Entries from a collection
* * *

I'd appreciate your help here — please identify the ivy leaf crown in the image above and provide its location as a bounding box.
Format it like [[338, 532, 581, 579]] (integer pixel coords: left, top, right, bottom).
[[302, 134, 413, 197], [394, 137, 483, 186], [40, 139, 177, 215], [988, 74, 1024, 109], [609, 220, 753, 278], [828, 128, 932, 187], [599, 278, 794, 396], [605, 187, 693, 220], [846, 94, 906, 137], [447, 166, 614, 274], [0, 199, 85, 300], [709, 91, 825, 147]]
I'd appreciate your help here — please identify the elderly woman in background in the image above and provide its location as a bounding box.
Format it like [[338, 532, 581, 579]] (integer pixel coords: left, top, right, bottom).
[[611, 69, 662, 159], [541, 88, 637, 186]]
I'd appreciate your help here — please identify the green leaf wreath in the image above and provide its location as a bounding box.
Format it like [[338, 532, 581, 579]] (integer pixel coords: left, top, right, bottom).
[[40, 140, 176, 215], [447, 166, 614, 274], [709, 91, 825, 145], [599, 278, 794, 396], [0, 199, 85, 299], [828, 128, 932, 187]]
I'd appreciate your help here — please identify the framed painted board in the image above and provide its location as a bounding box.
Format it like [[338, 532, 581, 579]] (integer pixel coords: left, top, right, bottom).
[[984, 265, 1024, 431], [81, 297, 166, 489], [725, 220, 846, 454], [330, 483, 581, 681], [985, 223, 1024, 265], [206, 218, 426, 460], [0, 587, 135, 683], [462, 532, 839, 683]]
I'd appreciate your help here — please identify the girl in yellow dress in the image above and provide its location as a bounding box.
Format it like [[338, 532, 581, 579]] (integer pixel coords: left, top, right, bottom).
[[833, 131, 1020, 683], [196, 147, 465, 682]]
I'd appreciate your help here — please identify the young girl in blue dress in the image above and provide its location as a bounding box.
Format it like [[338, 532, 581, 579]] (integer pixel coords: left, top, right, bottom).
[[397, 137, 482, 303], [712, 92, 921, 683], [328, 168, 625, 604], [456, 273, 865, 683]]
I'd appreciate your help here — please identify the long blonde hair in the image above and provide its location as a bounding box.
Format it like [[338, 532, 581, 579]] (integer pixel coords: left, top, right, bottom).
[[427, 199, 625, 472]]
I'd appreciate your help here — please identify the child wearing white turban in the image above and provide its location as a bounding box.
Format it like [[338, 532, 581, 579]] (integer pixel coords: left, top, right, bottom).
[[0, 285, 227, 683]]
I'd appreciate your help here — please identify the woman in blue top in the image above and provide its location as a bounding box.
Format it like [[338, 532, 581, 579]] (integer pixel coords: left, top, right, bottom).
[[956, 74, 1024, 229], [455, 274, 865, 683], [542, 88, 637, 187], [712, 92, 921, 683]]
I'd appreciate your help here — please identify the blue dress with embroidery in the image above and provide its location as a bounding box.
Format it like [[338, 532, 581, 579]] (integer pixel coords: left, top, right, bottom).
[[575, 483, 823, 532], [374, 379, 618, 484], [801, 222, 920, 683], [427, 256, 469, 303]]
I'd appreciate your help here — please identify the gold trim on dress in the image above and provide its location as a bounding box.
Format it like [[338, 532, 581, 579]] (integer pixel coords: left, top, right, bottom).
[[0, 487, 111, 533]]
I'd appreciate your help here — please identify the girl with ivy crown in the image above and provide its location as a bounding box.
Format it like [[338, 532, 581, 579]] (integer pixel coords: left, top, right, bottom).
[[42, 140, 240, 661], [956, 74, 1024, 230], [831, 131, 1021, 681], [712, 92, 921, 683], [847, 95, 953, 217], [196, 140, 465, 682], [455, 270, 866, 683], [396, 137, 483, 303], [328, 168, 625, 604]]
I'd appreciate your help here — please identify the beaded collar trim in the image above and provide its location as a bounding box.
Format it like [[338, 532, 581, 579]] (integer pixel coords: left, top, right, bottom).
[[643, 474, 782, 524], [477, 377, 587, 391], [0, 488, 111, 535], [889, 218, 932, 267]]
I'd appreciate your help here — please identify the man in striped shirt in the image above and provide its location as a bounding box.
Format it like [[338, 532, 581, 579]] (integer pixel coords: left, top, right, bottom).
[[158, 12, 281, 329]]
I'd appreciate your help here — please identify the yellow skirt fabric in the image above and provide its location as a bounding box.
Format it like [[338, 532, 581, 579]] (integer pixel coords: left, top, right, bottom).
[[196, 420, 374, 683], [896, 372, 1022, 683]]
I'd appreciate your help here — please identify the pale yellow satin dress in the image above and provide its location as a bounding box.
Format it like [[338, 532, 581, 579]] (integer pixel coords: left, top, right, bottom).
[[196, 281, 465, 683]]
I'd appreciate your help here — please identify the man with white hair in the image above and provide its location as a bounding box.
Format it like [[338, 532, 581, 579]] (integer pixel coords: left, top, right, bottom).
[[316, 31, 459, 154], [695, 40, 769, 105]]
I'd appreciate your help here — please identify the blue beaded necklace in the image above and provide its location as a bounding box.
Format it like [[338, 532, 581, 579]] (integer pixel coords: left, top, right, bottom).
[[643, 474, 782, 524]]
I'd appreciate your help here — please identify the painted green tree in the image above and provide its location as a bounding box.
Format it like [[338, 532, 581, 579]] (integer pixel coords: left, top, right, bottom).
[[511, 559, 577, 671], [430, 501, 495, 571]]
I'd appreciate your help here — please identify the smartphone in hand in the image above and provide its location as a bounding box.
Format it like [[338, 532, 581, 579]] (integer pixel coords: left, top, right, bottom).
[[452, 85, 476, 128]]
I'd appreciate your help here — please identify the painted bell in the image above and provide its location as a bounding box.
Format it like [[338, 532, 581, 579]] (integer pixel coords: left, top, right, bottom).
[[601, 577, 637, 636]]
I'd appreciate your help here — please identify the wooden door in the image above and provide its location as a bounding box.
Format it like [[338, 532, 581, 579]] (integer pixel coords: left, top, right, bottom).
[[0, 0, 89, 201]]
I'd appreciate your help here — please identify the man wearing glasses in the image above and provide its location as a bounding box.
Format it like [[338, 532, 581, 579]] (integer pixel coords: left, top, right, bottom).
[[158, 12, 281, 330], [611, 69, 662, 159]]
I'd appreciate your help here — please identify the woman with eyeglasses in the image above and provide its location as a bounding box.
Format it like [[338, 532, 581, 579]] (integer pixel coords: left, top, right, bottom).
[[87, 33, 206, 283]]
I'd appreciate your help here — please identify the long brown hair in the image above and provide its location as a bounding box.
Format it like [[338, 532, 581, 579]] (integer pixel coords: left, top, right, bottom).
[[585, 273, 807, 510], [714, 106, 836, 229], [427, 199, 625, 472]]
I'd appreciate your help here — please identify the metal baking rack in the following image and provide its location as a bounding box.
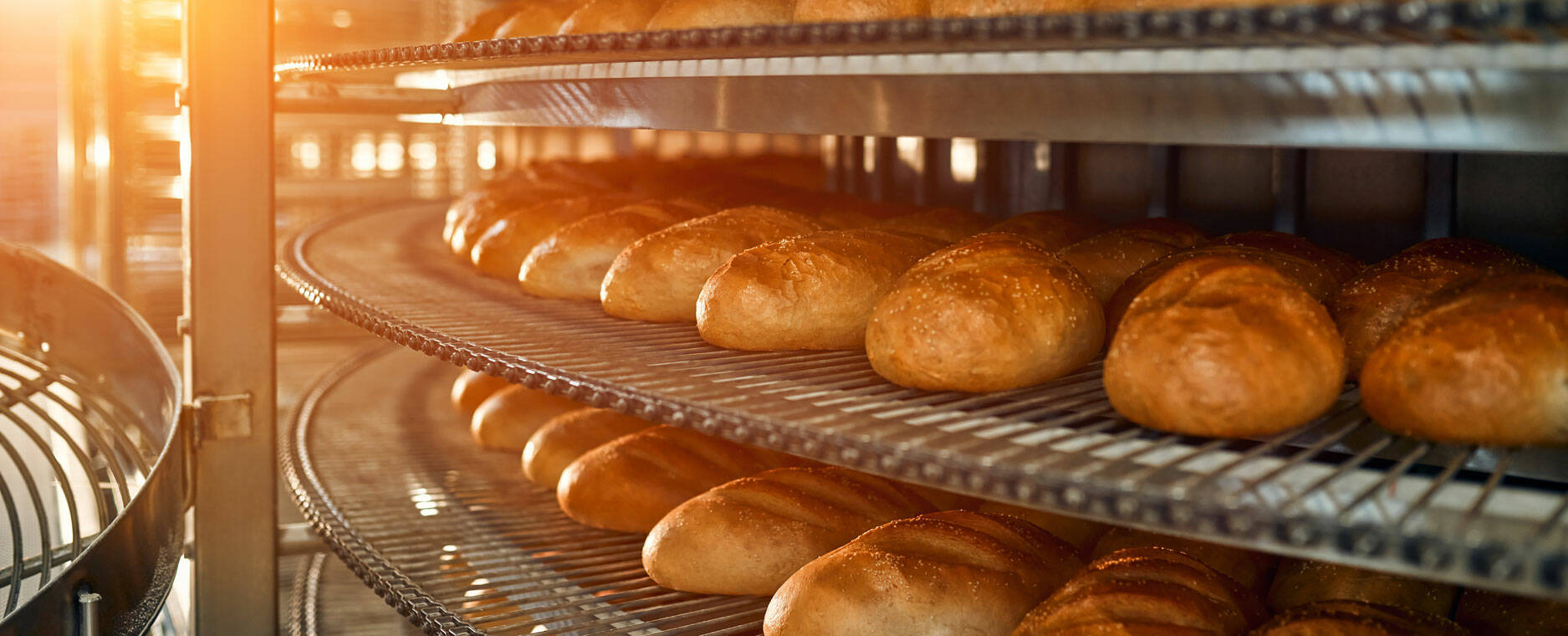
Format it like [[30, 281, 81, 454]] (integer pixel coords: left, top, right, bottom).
[[279, 204, 1568, 598]]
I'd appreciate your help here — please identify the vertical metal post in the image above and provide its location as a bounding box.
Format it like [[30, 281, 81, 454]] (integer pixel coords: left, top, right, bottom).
[[183, 0, 278, 636]]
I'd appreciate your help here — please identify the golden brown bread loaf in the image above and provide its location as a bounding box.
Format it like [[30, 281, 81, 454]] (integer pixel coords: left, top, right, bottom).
[[1328, 238, 1535, 377], [518, 201, 712, 300], [452, 369, 511, 418], [1104, 256, 1346, 437], [559, 0, 665, 34], [866, 233, 1106, 391], [1091, 526, 1279, 597], [986, 210, 1111, 251], [762, 510, 1084, 636], [1251, 602, 1468, 636], [599, 206, 822, 322], [697, 229, 944, 350], [469, 192, 638, 280], [975, 501, 1111, 554], [522, 408, 654, 490], [647, 0, 795, 32], [1453, 589, 1568, 636], [469, 385, 582, 451], [643, 466, 935, 597], [555, 426, 808, 532], [1013, 548, 1264, 636], [1361, 274, 1568, 446], [1057, 218, 1203, 305], [1269, 559, 1458, 616]]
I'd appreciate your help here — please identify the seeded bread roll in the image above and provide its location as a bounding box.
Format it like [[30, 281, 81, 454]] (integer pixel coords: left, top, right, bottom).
[[599, 206, 822, 322], [522, 408, 654, 490], [469, 385, 582, 451], [643, 466, 935, 597], [1361, 274, 1568, 446], [1057, 218, 1203, 305], [762, 510, 1084, 636], [697, 229, 944, 350], [1013, 548, 1265, 636], [452, 369, 511, 418], [866, 233, 1106, 391], [1328, 238, 1535, 377], [1104, 256, 1346, 437], [555, 426, 808, 532], [518, 201, 712, 300]]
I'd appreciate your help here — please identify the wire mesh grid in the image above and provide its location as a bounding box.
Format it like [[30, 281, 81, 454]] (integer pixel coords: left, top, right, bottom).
[[281, 204, 1568, 597]]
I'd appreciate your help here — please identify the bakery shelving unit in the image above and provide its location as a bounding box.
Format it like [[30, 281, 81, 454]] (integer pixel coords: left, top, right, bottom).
[[274, 2, 1568, 634]]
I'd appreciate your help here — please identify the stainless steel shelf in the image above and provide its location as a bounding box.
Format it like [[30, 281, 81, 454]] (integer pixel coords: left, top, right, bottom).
[[279, 204, 1568, 598]]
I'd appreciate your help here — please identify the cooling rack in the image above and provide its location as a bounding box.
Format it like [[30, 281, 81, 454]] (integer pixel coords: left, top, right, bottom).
[[279, 204, 1568, 598]]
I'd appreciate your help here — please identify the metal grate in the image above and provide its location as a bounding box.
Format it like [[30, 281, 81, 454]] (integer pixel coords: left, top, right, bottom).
[[283, 347, 765, 636], [281, 204, 1568, 598]]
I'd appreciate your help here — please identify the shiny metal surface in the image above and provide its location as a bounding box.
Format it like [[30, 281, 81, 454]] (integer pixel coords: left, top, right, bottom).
[[0, 244, 183, 634], [281, 204, 1568, 598]]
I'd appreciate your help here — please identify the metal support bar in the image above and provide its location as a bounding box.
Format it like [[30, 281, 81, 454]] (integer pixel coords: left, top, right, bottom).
[[185, 0, 278, 636]]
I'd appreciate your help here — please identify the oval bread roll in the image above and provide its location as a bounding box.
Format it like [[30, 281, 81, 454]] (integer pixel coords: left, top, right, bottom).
[[643, 466, 935, 597], [555, 426, 806, 532], [1361, 274, 1568, 446], [469, 385, 582, 451], [762, 510, 1084, 636], [1104, 256, 1346, 437], [697, 229, 944, 350], [599, 206, 822, 322], [452, 369, 511, 418], [518, 201, 710, 300], [522, 408, 654, 490], [1328, 238, 1535, 377], [866, 233, 1106, 391], [1013, 548, 1264, 636], [1057, 218, 1203, 305]]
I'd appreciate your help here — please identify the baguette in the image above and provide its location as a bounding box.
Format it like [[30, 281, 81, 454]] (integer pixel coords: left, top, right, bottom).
[[697, 229, 942, 350], [762, 510, 1084, 636], [1361, 274, 1568, 446], [1104, 256, 1346, 437], [469, 385, 582, 451], [599, 206, 822, 322], [1013, 548, 1264, 636], [1328, 238, 1535, 377], [518, 201, 712, 300], [555, 426, 806, 534], [522, 408, 654, 490], [643, 466, 935, 597], [866, 233, 1106, 391]]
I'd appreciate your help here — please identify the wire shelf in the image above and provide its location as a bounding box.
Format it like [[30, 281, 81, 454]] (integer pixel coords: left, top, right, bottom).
[[279, 204, 1568, 598]]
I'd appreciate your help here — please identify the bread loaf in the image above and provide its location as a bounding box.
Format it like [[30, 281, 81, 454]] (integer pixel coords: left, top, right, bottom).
[[1328, 238, 1535, 377], [599, 206, 822, 322], [1269, 559, 1458, 616], [452, 369, 511, 418], [555, 426, 806, 532], [643, 466, 935, 597], [1057, 218, 1203, 305], [977, 501, 1109, 554], [1251, 602, 1468, 636], [986, 210, 1111, 251], [1361, 274, 1568, 446], [647, 0, 795, 32], [866, 233, 1106, 391], [1093, 528, 1279, 598], [697, 229, 942, 350], [1013, 548, 1264, 636], [1104, 256, 1346, 437], [518, 201, 710, 300], [469, 385, 582, 451], [762, 510, 1084, 636]]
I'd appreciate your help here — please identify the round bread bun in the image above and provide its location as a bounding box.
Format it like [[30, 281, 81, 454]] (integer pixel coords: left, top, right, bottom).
[[1104, 256, 1346, 437]]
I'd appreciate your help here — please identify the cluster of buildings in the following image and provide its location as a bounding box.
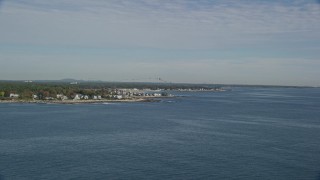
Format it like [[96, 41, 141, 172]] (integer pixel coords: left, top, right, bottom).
[[1, 88, 168, 100]]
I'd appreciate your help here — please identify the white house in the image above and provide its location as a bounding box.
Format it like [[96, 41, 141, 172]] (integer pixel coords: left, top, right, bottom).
[[9, 93, 19, 98], [73, 94, 80, 100]]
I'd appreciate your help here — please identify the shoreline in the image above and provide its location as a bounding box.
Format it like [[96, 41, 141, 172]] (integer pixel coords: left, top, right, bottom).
[[0, 97, 166, 104]]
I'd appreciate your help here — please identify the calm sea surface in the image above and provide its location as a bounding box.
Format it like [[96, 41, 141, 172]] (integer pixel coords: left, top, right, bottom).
[[0, 88, 320, 180]]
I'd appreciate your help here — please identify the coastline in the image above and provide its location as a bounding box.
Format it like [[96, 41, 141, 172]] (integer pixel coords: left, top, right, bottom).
[[0, 97, 165, 104]]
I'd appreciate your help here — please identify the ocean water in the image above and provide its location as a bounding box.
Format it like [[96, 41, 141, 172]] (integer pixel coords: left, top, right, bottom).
[[0, 88, 320, 180]]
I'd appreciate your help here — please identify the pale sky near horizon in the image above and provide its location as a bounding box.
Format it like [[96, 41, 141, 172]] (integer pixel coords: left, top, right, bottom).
[[0, 0, 320, 86]]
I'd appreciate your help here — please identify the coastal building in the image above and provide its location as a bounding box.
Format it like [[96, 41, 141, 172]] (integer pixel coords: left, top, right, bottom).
[[73, 94, 81, 100], [9, 93, 19, 98], [32, 94, 38, 99], [57, 94, 68, 100]]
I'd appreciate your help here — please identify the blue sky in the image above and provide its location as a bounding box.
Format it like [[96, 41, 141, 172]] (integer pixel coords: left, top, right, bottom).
[[0, 0, 320, 86]]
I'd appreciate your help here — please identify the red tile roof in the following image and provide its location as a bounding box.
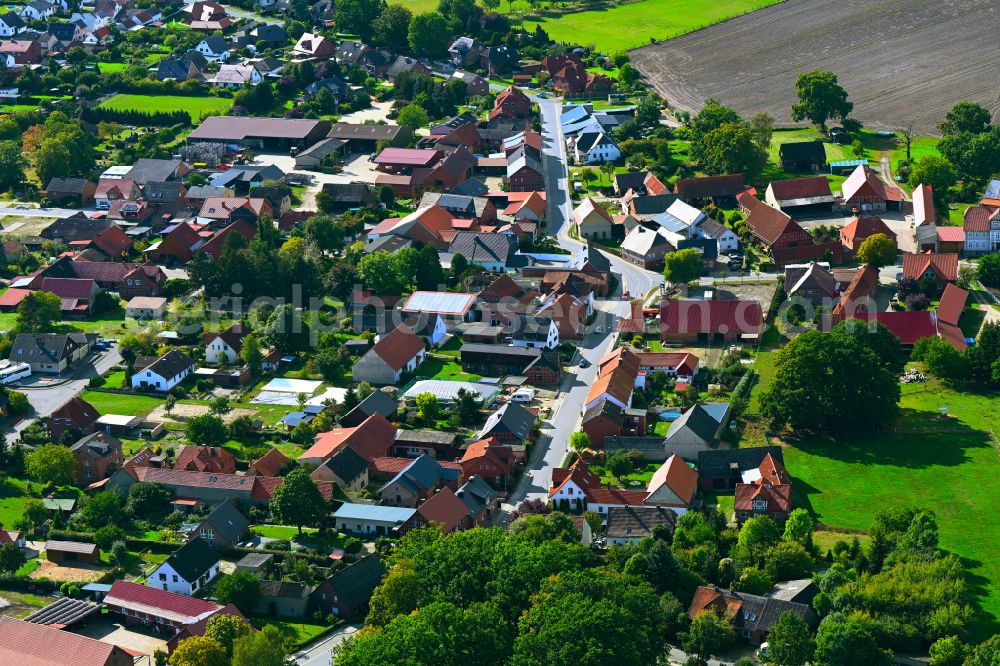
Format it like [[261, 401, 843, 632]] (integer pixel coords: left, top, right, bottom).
[[371, 324, 424, 370], [852, 310, 937, 345], [0, 615, 131, 666], [660, 300, 764, 334], [734, 483, 792, 513], [104, 580, 222, 624], [299, 414, 396, 461], [417, 487, 469, 532]]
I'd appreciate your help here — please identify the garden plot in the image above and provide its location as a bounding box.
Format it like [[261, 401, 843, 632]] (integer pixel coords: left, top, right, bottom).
[[630, 0, 1000, 134]]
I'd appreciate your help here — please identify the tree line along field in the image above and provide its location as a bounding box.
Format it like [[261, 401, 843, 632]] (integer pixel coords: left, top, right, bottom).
[[98, 93, 233, 123], [632, 0, 1000, 134]]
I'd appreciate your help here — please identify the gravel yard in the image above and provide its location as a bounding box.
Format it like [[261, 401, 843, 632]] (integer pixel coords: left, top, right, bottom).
[[630, 0, 1000, 134]]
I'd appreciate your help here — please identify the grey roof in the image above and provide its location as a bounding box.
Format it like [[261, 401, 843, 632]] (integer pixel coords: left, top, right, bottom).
[[199, 35, 229, 53], [144, 349, 194, 379], [164, 537, 220, 583], [479, 402, 535, 439], [448, 231, 518, 266], [333, 502, 417, 525], [459, 342, 551, 362], [344, 391, 399, 418], [318, 548, 384, 607], [698, 446, 785, 477], [45, 178, 90, 194], [667, 405, 719, 443], [125, 157, 182, 185], [323, 446, 368, 484], [455, 475, 500, 519], [199, 500, 250, 543], [383, 454, 459, 493], [606, 506, 677, 539], [69, 432, 122, 456], [24, 597, 101, 628], [9, 333, 97, 363]]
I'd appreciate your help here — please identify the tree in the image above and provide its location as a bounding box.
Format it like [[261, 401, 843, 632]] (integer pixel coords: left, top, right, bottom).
[[170, 636, 229, 666], [232, 624, 288, 666], [240, 333, 264, 375], [336, 0, 386, 43], [372, 5, 413, 47], [187, 414, 229, 446], [701, 122, 766, 179], [408, 12, 450, 58], [17, 291, 62, 333], [813, 614, 891, 666], [512, 572, 666, 666], [792, 69, 854, 132], [270, 467, 326, 534], [358, 250, 406, 296], [0, 541, 25, 572], [0, 141, 27, 191], [80, 490, 127, 536], [215, 571, 260, 613], [767, 611, 815, 666], [858, 234, 898, 268], [910, 155, 958, 204], [569, 432, 590, 453], [681, 610, 736, 660], [750, 111, 774, 155], [938, 102, 993, 136], [205, 608, 254, 656], [663, 248, 703, 284], [414, 393, 441, 424], [26, 444, 76, 486], [760, 322, 900, 431]]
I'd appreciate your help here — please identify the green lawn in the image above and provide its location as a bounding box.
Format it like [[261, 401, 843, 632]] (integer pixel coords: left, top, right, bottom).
[[100, 94, 233, 122], [785, 382, 1000, 634], [417, 356, 482, 382], [80, 391, 163, 416], [520, 0, 778, 53], [0, 477, 30, 529]]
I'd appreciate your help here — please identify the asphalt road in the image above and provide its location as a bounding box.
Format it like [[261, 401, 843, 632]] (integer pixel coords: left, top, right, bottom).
[[4, 347, 122, 443], [293, 624, 361, 666], [504, 99, 663, 511]]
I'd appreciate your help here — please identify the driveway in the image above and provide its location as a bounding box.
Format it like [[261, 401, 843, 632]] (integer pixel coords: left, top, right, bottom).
[[4, 346, 122, 443], [293, 624, 361, 666]]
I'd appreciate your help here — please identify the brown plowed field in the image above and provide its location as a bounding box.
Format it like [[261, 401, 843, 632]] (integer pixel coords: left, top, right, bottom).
[[630, 0, 1000, 134]]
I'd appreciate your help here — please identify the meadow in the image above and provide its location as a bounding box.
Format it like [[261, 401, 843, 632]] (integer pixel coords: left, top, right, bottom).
[[100, 94, 233, 123]]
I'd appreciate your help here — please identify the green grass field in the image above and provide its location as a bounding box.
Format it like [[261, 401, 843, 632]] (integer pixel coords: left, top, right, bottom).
[[785, 382, 1000, 637], [100, 94, 233, 122], [97, 62, 128, 74], [524, 0, 778, 54], [80, 391, 163, 416]]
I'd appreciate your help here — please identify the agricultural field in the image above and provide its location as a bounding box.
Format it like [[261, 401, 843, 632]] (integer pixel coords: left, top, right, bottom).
[[524, 0, 779, 54], [632, 0, 1000, 134], [785, 381, 1000, 633], [100, 94, 233, 123]]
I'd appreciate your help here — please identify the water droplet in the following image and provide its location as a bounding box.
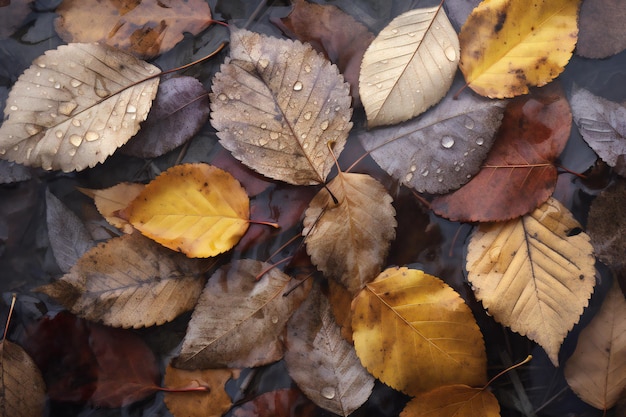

* * *

* **Written request**
Pull out every line of the data above that contains the word "green".

* **Completed task**
I'd appreciate your help here — please identify the green leaf wreath in the image above and provide its location as a bounding box.
I'd appreciate your help here — please identify the painted green tree in the image above and provide its location as a bounding box.
I'd appreciate your help here — please identify the green lawn in the image above and provide its location as a bounding box.
I'd appreciate your help here — please identify the green grass field in the image above and provide its location as a bounding box.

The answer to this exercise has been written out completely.